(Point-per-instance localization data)
-----

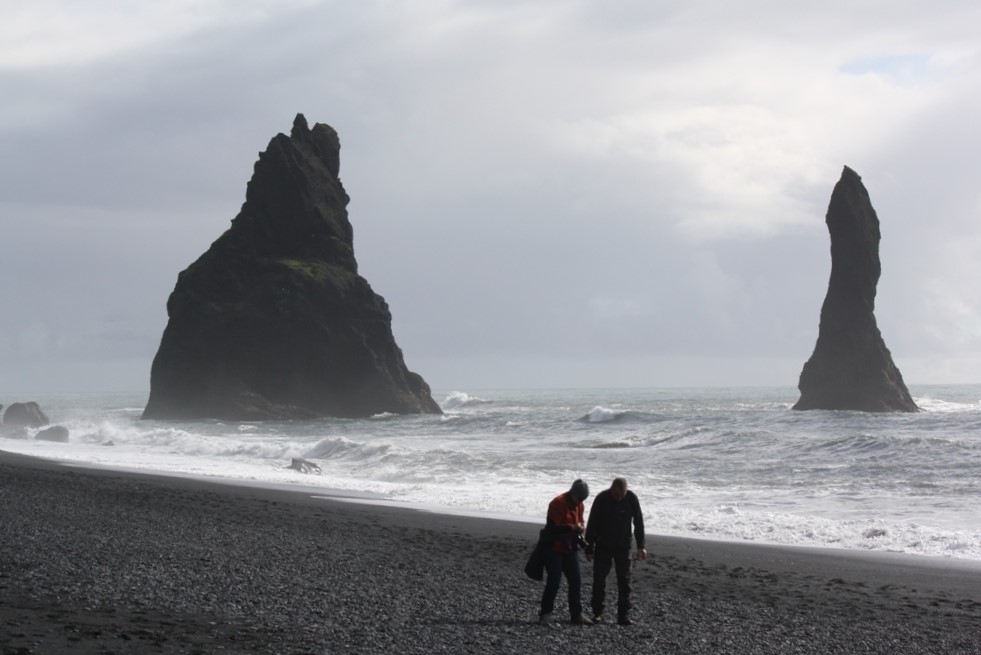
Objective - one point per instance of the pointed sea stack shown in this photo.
(851, 368)
(273, 321)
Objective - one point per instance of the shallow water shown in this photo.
(716, 463)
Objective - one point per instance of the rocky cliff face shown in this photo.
(851, 368)
(273, 321)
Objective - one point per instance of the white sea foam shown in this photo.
(723, 464)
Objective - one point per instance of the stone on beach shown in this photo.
(851, 368)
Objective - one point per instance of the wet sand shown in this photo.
(103, 561)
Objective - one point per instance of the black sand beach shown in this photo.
(95, 561)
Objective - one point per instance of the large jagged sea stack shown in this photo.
(273, 321)
(851, 368)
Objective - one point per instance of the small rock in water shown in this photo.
(54, 433)
(303, 466)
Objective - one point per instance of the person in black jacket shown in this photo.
(608, 533)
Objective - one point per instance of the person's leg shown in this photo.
(602, 562)
(570, 566)
(622, 561)
(553, 576)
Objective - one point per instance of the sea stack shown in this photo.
(851, 368)
(273, 321)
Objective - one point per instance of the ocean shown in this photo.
(728, 464)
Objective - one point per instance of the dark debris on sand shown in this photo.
(107, 562)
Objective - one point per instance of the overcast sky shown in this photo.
(554, 193)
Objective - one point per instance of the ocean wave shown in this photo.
(928, 404)
(457, 399)
(604, 415)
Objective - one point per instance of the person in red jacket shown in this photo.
(563, 529)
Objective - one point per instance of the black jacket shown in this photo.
(609, 521)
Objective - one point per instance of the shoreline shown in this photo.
(102, 560)
(370, 498)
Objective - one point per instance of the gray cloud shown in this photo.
(547, 193)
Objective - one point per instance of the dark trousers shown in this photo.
(557, 565)
(603, 561)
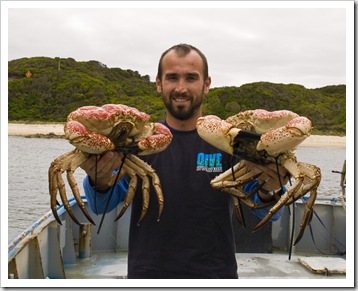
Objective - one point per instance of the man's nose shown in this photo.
(181, 86)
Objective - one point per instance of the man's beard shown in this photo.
(182, 112)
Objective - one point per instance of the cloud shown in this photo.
(306, 46)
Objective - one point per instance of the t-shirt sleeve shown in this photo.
(261, 213)
(97, 201)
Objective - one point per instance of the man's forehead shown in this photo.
(191, 61)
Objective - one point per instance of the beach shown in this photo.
(56, 130)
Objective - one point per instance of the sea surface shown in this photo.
(29, 160)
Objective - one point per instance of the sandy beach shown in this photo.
(20, 129)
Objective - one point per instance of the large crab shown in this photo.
(263, 137)
(112, 127)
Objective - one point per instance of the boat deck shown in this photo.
(109, 265)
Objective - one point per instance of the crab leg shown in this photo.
(68, 162)
(314, 173)
(294, 170)
(131, 191)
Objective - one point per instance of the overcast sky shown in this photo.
(304, 46)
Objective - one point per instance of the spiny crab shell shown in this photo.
(263, 137)
(96, 130)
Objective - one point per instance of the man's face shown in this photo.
(182, 85)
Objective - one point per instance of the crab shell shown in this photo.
(96, 130)
(281, 130)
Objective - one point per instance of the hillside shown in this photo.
(47, 89)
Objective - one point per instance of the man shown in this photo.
(194, 237)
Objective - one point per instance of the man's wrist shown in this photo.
(99, 188)
(269, 195)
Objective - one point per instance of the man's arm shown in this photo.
(273, 180)
(98, 200)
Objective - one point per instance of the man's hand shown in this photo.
(269, 176)
(106, 164)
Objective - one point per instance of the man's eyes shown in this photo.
(189, 77)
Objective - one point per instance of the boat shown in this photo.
(48, 250)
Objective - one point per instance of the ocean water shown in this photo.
(29, 160)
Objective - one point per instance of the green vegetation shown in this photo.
(58, 86)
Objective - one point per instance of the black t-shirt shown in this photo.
(194, 237)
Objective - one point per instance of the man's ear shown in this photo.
(159, 84)
(207, 85)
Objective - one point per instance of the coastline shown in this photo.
(56, 130)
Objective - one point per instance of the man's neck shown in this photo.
(184, 125)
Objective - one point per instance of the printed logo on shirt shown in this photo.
(211, 163)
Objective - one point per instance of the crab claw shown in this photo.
(217, 132)
(286, 137)
(158, 139)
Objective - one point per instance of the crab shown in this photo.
(112, 127)
(263, 137)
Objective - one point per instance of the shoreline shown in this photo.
(55, 130)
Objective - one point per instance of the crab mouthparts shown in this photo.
(245, 135)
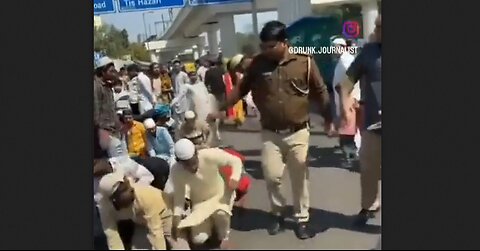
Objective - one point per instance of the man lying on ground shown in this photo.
(211, 196)
(122, 199)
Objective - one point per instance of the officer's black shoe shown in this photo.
(303, 231)
(362, 217)
(277, 226)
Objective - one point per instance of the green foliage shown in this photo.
(115, 43)
(139, 52)
(246, 43)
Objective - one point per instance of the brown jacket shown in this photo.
(281, 90)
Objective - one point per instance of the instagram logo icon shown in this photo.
(351, 29)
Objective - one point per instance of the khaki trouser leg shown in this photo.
(273, 167)
(299, 175)
(370, 167)
(202, 232)
(221, 221)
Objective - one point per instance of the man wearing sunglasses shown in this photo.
(211, 196)
(122, 199)
(282, 85)
(368, 66)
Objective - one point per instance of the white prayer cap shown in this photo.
(149, 123)
(109, 183)
(184, 149)
(103, 61)
(189, 115)
(339, 41)
(235, 61)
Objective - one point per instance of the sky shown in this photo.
(133, 21)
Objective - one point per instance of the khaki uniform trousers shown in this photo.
(291, 150)
(219, 220)
(370, 169)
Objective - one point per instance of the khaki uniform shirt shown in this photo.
(148, 209)
(281, 90)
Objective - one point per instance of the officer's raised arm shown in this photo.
(320, 91)
(240, 90)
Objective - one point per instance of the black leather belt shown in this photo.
(291, 129)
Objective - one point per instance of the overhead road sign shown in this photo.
(215, 2)
(146, 5)
(103, 7)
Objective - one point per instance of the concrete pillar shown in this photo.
(369, 13)
(153, 57)
(213, 40)
(290, 11)
(201, 50)
(228, 40)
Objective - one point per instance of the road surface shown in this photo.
(334, 198)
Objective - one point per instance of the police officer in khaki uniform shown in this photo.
(281, 84)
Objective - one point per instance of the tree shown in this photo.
(138, 51)
(115, 43)
(246, 43)
(124, 36)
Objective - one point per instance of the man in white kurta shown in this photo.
(211, 196)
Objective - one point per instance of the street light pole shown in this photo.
(145, 24)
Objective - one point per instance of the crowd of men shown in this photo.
(158, 151)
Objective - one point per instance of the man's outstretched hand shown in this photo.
(211, 117)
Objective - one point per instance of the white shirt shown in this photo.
(122, 100)
(201, 73)
(180, 103)
(180, 79)
(199, 100)
(346, 59)
(130, 168)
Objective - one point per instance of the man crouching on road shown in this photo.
(211, 197)
(123, 199)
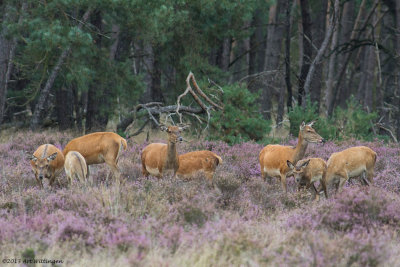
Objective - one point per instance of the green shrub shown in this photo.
(240, 120)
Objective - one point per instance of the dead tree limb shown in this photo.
(156, 108)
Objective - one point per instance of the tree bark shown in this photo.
(324, 45)
(44, 93)
(356, 33)
(288, 82)
(346, 26)
(318, 33)
(275, 31)
(307, 49)
(331, 66)
(397, 46)
(7, 51)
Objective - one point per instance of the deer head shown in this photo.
(309, 134)
(298, 170)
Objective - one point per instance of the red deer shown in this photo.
(273, 158)
(100, 147)
(158, 158)
(349, 163)
(198, 162)
(307, 172)
(75, 166)
(47, 162)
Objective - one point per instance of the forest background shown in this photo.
(84, 65)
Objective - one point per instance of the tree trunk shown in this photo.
(275, 33)
(318, 33)
(44, 93)
(7, 51)
(287, 68)
(307, 49)
(64, 108)
(223, 56)
(324, 45)
(346, 26)
(397, 47)
(331, 67)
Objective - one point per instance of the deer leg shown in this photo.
(342, 182)
(370, 176)
(314, 193)
(283, 182)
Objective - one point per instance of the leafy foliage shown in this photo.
(240, 119)
(349, 122)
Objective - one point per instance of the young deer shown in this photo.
(75, 166)
(198, 162)
(98, 148)
(273, 158)
(349, 163)
(47, 162)
(307, 172)
(159, 158)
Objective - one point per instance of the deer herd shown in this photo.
(160, 160)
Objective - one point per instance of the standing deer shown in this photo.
(100, 147)
(75, 166)
(198, 162)
(349, 163)
(307, 172)
(273, 158)
(47, 162)
(158, 158)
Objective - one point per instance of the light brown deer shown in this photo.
(349, 163)
(198, 162)
(158, 158)
(273, 158)
(47, 162)
(307, 172)
(75, 166)
(100, 147)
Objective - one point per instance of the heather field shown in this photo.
(241, 221)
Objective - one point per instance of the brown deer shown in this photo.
(198, 162)
(273, 158)
(47, 162)
(100, 147)
(158, 158)
(349, 163)
(307, 172)
(75, 166)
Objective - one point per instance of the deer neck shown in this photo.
(300, 149)
(172, 161)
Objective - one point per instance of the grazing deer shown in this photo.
(158, 158)
(273, 158)
(47, 162)
(307, 172)
(349, 163)
(198, 162)
(100, 147)
(75, 166)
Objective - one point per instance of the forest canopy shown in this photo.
(83, 64)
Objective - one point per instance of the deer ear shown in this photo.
(52, 156)
(311, 123)
(32, 157)
(290, 165)
(305, 164)
(303, 124)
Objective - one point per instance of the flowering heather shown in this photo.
(239, 220)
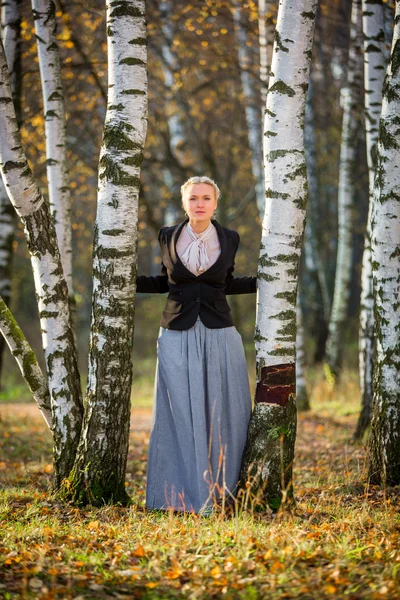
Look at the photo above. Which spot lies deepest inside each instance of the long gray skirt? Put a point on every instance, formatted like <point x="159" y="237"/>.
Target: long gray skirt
<point x="201" y="413"/>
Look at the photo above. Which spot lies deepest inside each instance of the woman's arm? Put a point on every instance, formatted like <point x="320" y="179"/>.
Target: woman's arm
<point x="153" y="285"/>
<point x="239" y="285"/>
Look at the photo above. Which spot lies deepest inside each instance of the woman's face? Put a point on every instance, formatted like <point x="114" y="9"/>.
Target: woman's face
<point x="200" y="201"/>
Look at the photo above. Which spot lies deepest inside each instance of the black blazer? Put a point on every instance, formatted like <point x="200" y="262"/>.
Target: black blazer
<point x="192" y="295"/>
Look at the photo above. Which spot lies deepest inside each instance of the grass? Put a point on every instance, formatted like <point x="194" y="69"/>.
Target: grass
<point x="342" y="541"/>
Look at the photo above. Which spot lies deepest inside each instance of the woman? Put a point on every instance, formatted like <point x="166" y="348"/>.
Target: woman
<point x="202" y="402"/>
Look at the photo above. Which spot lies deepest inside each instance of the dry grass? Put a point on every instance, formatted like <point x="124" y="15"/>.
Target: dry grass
<point x="342" y="541"/>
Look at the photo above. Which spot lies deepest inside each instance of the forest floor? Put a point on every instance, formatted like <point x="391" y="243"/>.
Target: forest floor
<point x="342" y="541"/>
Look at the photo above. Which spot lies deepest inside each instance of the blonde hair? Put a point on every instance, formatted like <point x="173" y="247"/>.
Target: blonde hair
<point x="200" y="179"/>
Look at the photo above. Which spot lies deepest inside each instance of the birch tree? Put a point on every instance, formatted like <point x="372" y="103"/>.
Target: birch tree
<point x="11" y="32"/>
<point x="384" y="441"/>
<point x="26" y="360"/>
<point x="303" y="402"/>
<point x="55" y="130"/>
<point x="374" y="71"/>
<point x="351" y="103"/>
<point x="98" y="474"/>
<point x="252" y="106"/>
<point x="269" y="452"/>
<point x="266" y="28"/>
<point x="50" y="285"/>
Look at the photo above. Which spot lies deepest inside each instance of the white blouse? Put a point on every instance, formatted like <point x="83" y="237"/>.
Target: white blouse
<point x="211" y="246"/>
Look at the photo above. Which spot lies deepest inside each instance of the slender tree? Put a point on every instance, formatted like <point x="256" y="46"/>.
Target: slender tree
<point x="26" y="360"/>
<point x="374" y="71"/>
<point x="252" y="103"/>
<point x="351" y="102"/>
<point x="266" y="28"/>
<point x="55" y="130"/>
<point x="303" y="401"/>
<point x="269" y="452"/>
<point x="384" y="441"/>
<point x="50" y="285"/>
<point x="98" y="474"/>
<point x="11" y="33"/>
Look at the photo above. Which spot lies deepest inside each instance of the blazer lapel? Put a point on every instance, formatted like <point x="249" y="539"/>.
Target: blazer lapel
<point x="174" y="255"/>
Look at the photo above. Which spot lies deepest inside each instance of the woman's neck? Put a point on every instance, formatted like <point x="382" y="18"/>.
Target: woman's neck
<point x="199" y="226"/>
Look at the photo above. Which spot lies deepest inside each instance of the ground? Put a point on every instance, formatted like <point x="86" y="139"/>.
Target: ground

-----

## [Exercise]
Retype exactly, and only, the lines from the line holding "Target: woman's neck" through the last line of the data; both of those lines count.

## [Response to this task]
Target: woman's neck
<point x="199" y="226"/>
Look at the photo above. Which spot lies deepest inside each instance of the ground? Put a point on every instance, formatted like <point x="86" y="139"/>.
Target: ground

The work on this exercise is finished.